[Source document]:
Sunday, 9 September 2018

Quiet Sunday

We have had a few warmer days and they have been very welcome.  Mornings are still cold,  but the days are beautiful.  This morning I woke,  as usual at about sunrise.  It was cold enough that I didn't really want to get out of bed.  I had a lunch date to get to, but plenty of time.
My bedroom window at 6am  (you can't hear the birds,  but they are busy already.)
The soil is still quite dry, so I did water some parts of the vegetable garden after I had fed and watered the chickens.  
Shortly after getting up and about, making coffee and feeding the dogs (I am "dog-sitting" an extra at the moment) I heard the neighbour's sheep calling very loudly.  It turned out that he (Eddie) had found a hole in the fence and was munching on the grass close to the house....
It took some time,  a saucepan full of oats, two children and two adults to corner him near the fence and finally return him to the yard next door.  It turned out that he had been an orphan and had been raised by the neighbour family...  not hard to guess, as I'd been hearing him for sometime.  It seems that his escapade today will hurry up his return back to the farm.

Lunch with friends and a quiet late afternoon with not a lot done in the garden today will make for a busy week ahead.  It is time to plant the hardiest of the seeds, potatoes...  leaving the softest transplants for a while yet.  There could be more cold nights,  though the long term prediction for this year is for a hot dry spring.... we shall see.

Monday, 3 September 2018

Spring, 2018

After just about the driest winter we have had for a long time.... so far 241.5 mm  (9.5 inches) up to the end of August.  We have had another 7mm in the first few days of September.   The average annual rainfall in Kapunda is supposed to be about 450 mm (18 inches or so)  per year, and so no matter what,  this year will be very dry.

[Listed entries]:
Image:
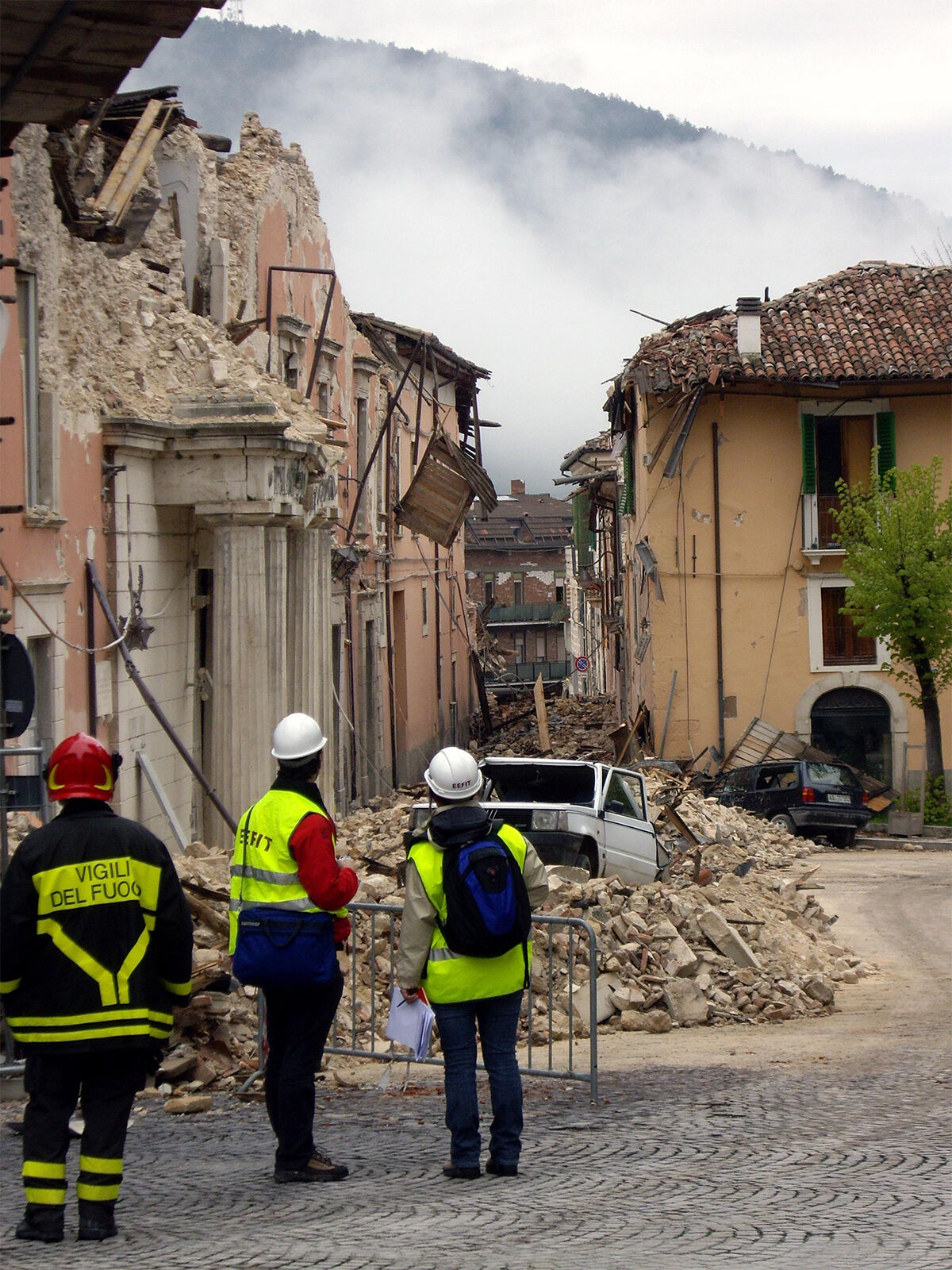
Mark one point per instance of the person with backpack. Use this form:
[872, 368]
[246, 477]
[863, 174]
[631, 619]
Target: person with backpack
[465, 939]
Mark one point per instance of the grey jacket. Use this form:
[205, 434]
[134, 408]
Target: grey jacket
[450, 826]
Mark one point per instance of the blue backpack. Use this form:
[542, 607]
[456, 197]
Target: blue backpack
[488, 905]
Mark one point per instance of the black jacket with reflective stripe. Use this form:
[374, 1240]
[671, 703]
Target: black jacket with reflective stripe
[95, 937]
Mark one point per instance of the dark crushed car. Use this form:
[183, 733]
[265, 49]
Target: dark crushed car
[812, 799]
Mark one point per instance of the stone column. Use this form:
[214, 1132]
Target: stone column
[276, 549]
[241, 652]
[309, 635]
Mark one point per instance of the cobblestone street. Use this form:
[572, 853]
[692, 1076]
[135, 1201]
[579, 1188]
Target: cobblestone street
[822, 1146]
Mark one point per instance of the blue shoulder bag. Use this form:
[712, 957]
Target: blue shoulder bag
[281, 948]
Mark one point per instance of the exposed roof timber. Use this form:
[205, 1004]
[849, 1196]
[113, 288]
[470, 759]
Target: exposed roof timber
[452, 362]
[59, 55]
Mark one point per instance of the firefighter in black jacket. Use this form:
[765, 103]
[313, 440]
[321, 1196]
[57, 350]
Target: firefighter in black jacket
[95, 949]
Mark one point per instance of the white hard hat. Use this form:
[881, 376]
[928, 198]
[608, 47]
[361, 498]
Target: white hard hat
[454, 774]
[298, 737]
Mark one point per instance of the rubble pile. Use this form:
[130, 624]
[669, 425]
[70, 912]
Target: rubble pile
[578, 728]
[152, 351]
[735, 935]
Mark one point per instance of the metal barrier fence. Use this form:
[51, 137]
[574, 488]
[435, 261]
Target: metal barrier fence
[368, 984]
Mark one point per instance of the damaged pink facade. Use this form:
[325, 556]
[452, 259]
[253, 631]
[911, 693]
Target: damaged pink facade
[203, 402]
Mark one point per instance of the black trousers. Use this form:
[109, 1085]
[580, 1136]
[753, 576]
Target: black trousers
[105, 1085]
[298, 1022]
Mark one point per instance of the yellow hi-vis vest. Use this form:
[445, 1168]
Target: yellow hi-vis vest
[263, 869]
[451, 976]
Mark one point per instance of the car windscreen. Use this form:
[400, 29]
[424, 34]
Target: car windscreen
[831, 774]
[543, 783]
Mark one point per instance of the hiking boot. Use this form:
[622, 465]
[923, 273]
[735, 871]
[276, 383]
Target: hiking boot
[97, 1222]
[97, 1229]
[44, 1227]
[319, 1168]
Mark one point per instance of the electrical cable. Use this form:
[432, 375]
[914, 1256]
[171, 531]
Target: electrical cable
[79, 648]
[780, 603]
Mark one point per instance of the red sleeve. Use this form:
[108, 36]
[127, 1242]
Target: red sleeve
[325, 882]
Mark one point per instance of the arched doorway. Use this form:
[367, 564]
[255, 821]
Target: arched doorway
[854, 724]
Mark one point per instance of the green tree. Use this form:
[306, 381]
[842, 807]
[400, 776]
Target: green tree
[898, 537]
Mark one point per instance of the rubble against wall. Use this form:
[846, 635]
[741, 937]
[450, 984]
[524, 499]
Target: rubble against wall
[124, 341]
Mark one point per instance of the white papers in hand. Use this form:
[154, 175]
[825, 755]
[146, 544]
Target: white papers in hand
[410, 1022]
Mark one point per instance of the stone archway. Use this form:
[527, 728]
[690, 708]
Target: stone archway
[854, 724]
[850, 711]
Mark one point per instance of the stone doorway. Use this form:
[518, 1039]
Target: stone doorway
[856, 725]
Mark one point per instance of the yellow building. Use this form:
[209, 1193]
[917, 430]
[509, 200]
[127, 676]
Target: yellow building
[740, 423]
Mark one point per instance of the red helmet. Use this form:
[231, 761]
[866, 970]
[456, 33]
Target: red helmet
[80, 768]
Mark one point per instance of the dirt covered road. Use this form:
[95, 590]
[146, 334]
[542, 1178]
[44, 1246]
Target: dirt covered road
[895, 911]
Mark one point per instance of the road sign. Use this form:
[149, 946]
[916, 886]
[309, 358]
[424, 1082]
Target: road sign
[17, 691]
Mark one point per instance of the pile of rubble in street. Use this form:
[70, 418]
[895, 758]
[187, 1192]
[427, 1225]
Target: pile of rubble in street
[578, 727]
[735, 935]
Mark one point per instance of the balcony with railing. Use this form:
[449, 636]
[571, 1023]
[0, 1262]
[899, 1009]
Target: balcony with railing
[820, 533]
[527, 615]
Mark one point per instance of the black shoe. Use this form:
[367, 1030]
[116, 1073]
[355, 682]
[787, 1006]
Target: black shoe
[97, 1229]
[41, 1227]
[319, 1168]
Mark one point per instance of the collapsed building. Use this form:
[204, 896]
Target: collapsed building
[202, 491]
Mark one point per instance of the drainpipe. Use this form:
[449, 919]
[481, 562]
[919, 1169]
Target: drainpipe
[719, 611]
[352, 687]
[389, 600]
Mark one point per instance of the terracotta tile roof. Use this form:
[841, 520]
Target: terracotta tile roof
[873, 321]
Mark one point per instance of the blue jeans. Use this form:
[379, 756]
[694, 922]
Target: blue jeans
[498, 1019]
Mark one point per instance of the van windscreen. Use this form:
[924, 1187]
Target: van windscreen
[831, 774]
[543, 783]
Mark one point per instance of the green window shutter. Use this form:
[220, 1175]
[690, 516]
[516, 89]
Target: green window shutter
[626, 501]
[581, 530]
[808, 425]
[886, 441]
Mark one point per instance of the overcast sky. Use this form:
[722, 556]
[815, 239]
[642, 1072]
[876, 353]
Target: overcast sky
[543, 277]
[858, 86]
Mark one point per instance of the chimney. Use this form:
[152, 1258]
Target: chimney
[749, 325]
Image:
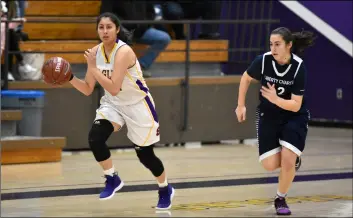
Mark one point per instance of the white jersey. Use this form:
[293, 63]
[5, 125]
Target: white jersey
[134, 88]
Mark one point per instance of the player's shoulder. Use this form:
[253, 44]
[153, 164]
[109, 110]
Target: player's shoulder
[297, 59]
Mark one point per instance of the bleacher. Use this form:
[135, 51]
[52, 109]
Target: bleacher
[72, 36]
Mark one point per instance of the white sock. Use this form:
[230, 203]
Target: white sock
[109, 172]
[279, 194]
[164, 184]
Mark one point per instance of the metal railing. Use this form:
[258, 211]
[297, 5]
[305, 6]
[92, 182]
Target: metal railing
[187, 50]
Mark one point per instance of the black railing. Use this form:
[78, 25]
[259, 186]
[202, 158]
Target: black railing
[185, 82]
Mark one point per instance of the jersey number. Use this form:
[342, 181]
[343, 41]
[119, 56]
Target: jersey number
[280, 90]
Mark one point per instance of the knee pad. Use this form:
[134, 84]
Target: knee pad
[149, 159]
[97, 137]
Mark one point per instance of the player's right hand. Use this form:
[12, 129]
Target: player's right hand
[241, 113]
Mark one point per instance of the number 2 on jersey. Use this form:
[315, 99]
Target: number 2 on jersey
[280, 90]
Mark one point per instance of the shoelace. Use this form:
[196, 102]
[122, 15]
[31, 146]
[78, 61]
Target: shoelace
[281, 203]
[162, 194]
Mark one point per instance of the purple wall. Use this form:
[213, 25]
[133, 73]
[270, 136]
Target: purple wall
[325, 10]
[328, 66]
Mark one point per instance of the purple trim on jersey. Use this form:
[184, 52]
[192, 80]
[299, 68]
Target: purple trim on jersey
[139, 83]
[148, 100]
[153, 111]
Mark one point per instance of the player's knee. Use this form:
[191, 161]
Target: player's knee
[271, 163]
[97, 137]
[270, 166]
[150, 160]
[288, 159]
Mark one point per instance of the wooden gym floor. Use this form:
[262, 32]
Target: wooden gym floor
[212, 180]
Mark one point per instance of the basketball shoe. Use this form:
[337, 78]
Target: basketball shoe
[112, 185]
[166, 195]
[281, 206]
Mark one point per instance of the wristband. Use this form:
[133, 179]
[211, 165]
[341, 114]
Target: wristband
[72, 76]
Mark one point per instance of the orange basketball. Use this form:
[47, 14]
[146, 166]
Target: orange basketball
[56, 71]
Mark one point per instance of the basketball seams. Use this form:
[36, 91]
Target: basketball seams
[55, 74]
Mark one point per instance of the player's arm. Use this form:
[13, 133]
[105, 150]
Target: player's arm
[87, 85]
[123, 59]
[295, 103]
[243, 88]
[253, 72]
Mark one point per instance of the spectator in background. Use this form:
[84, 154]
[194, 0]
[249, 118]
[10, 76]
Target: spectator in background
[23, 68]
[206, 10]
[143, 33]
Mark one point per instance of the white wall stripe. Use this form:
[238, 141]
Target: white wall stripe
[324, 28]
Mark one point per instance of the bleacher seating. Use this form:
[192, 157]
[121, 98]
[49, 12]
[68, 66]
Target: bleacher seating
[82, 45]
[73, 36]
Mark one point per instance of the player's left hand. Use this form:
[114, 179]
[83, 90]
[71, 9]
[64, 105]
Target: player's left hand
[269, 93]
[90, 56]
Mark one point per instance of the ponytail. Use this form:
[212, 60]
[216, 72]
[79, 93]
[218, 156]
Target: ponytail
[125, 35]
[301, 40]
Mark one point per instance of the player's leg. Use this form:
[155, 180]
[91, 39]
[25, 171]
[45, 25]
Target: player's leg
[292, 141]
[106, 122]
[267, 137]
[148, 158]
[143, 130]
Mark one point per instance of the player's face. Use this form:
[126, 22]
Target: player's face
[107, 30]
[279, 49]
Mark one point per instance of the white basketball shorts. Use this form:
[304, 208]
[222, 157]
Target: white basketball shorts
[141, 120]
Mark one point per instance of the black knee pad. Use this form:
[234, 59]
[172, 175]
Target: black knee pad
[149, 159]
[97, 137]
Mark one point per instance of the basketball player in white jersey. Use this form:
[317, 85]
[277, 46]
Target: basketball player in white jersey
[282, 116]
[126, 101]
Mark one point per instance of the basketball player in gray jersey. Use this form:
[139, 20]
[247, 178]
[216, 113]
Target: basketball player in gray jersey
[127, 100]
[282, 116]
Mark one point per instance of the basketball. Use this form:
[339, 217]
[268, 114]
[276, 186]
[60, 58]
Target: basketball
[56, 71]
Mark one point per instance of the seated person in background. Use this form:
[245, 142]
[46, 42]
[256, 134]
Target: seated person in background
[181, 9]
[143, 33]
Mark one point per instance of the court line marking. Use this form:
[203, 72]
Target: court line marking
[346, 169]
[180, 185]
[255, 202]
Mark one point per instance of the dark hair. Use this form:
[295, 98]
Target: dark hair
[123, 34]
[300, 40]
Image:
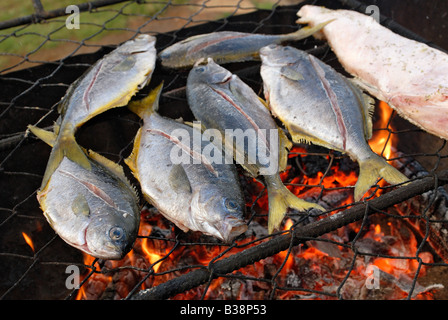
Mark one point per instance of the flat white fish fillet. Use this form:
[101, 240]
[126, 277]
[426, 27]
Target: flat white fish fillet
[410, 76]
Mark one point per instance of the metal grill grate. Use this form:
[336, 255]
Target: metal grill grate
[34, 78]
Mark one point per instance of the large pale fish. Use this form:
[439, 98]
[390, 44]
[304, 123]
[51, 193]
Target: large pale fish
[319, 105]
[225, 46]
[94, 210]
[181, 179]
[220, 100]
[409, 75]
[109, 83]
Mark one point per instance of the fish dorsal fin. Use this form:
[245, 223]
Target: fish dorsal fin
[367, 104]
[147, 105]
[291, 73]
[46, 136]
[63, 146]
[178, 179]
[131, 161]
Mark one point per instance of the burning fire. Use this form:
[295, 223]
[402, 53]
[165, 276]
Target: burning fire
[316, 266]
[382, 141]
[28, 240]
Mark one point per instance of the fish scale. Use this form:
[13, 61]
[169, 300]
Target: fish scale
[221, 101]
[196, 193]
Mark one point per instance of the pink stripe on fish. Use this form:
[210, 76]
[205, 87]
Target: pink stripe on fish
[97, 192]
[333, 100]
[85, 97]
[190, 151]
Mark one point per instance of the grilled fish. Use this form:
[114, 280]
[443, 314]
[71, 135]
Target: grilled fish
[410, 76]
[225, 46]
[220, 100]
[93, 210]
[319, 105]
[109, 83]
[194, 192]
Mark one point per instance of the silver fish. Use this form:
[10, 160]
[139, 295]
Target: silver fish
[226, 46]
[319, 105]
[409, 75]
[109, 83]
[93, 210]
[220, 100]
[197, 193]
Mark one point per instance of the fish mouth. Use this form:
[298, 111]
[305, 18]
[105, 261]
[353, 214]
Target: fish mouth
[231, 228]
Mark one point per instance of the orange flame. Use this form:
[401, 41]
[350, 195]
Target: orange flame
[28, 240]
[382, 141]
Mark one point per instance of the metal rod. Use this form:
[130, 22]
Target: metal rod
[300, 235]
[43, 15]
[390, 24]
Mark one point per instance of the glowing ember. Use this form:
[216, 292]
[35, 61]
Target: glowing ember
[28, 240]
[382, 140]
[326, 265]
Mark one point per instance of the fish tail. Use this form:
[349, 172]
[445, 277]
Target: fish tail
[147, 105]
[280, 199]
[305, 32]
[63, 145]
[46, 136]
[372, 169]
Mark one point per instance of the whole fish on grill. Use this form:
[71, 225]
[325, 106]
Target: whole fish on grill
[109, 83]
[319, 105]
[95, 210]
[191, 190]
[410, 76]
[225, 46]
[221, 101]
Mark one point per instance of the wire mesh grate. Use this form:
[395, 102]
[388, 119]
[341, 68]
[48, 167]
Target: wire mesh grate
[307, 260]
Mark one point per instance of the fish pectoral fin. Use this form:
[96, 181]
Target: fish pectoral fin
[115, 168]
[291, 73]
[65, 146]
[367, 104]
[178, 179]
[371, 170]
[46, 136]
[285, 146]
[147, 105]
[280, 199]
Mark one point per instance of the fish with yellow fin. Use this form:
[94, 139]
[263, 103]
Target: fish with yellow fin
[95, 210]
[222, 101]
[194, 192]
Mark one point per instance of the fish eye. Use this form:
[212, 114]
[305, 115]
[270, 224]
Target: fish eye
[231, 204]
[116, 233]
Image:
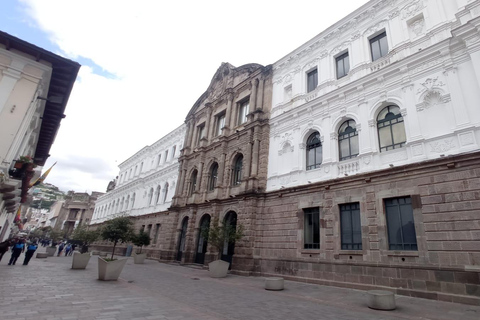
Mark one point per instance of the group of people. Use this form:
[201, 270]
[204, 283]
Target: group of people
[18, 245]
[69, 248]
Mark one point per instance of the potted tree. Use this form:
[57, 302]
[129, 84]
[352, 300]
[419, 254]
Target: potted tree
[84, 237]
[54, 235]
[116, 230]
[220, 236]
[140, 239]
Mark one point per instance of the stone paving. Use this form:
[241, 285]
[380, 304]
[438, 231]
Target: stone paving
[47, 289]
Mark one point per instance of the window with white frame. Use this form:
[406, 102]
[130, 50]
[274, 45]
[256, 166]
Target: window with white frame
[342, 65]
[220, 123]
[348, 140]
[379, 46]
[391, 128]
[312, 80]
[311, 229]
[242, 112]
[314, 151]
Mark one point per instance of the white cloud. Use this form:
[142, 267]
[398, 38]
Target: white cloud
[163, 54]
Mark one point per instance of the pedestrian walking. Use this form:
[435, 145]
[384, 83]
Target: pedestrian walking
[60, 249]
[4, 246]
[68, 248]
[31, 248]
[74, 246]
[17, 249]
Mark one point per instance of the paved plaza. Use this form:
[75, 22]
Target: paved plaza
[49, 289]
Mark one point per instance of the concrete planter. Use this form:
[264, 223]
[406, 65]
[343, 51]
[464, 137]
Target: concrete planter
[218, 268]
[139, 258]
[110, 270]
[80, 260]
[51, 251]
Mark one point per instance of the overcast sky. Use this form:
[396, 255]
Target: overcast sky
[146, 62]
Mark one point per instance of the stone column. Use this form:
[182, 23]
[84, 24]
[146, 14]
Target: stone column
[253, 96]
[209, 121]
[221, 171]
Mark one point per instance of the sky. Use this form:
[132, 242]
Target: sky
[146, 62]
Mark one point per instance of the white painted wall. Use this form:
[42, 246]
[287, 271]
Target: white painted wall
[432, 72]
[152, 176]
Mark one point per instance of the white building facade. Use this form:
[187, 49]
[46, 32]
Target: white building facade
[147, 180]
[393, 83]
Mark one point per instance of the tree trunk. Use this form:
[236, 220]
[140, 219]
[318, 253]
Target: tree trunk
[113, 251]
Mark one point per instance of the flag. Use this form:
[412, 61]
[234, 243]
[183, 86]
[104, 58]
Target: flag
[43, 177]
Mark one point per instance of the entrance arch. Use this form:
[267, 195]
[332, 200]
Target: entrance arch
[229, 247]
[202, 242]
[182, 239]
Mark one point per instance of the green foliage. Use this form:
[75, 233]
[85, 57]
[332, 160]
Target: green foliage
[119, 229]
[218, 235]
[141, 239]
[85, 236]
[55, 234]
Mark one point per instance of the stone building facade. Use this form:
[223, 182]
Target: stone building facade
[373, 175]
[223, 166]
[76, 209]
[352, 161]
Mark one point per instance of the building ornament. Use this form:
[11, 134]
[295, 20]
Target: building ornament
[411, 9]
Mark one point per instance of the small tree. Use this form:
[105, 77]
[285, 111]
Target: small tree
[117, 230]
[141, 239]
[220, 235]
[85, 237]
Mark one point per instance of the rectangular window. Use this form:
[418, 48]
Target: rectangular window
[220, 124]
[157, 228]
[311, 228]
[379, 46]
[242, 112]
[312, 80]
[343, 65]
[149, 229]
[400, 224]
[201, 132]
[350, 226]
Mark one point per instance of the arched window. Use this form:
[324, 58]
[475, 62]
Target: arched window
[165, 192]
[237, 171]
[157, 195]
[314, 151]
[150, 196]
[213, 177]
[348, 140]
[193, 182]
[391, 129]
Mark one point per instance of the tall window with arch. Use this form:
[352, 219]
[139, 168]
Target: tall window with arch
[212, 183]
[314, 151]
[391, 128]
[165, 193]
[157, 194]
[237, 170]
[150, 196]
[193, 182]
[348, 140]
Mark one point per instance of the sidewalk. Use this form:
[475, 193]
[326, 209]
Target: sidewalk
[49, 289]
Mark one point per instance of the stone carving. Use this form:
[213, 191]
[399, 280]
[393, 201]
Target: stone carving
[429, 84]
[442, 146]
[417, 27]
[466, 138]
[417, 150]
[411, 9]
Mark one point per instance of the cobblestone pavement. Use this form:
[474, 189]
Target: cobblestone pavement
[49, 289]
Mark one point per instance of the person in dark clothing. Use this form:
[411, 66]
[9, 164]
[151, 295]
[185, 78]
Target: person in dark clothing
[31, 248]
[17, 249]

[Challenge 1]:
According to the garden journal, how much rain had fallen up to the end of August?
[Challenge 2]:
Pick up the Kapunda garden journal after its final sentence and keep writing in the same voice.

[Final result 1]:
241.5 mm (9.5 inches).

[Final result 2]:
The garden area is reduced (I can't afford to water a huge area) and as the spring evolves,  I will be very careful about what I am planting.

The main area that I have been "eating from" in recent months has beautiful soil (having been mulched and fed over many years,  and so I will be growing most of my food for the summer in this patch.
 I am still picking a few brassicas and lost potatoes, though the last of the carrots was eaten last week.

The marjoram is flowering.... one of my favourite herbs.  I like it in risotto.  I love its perfume.

And as  I have been watching daily now,  for the broad beans to begin producing,  the first baby bean has appeared.  I don't have any artichokes this year which is a little bit sad, as I love them with broad beans.  My gardening helper mowed the plants down to the ground just as they were about to "flower" last season,  and the plants have barely recovered.  I may not have any this season.
This bean is almost an inch long, and I have not picked it.  It looks as though I will aha plenty this year....  I will feel no guilt at pinching one off just to get the new bean taste very soon.
Meanwhile,  I aha learned to cook broad beans with rice and dill (with crispy potato base) from a dear friend and so this year will be my "Persian rice  (Tahdig) year", I think.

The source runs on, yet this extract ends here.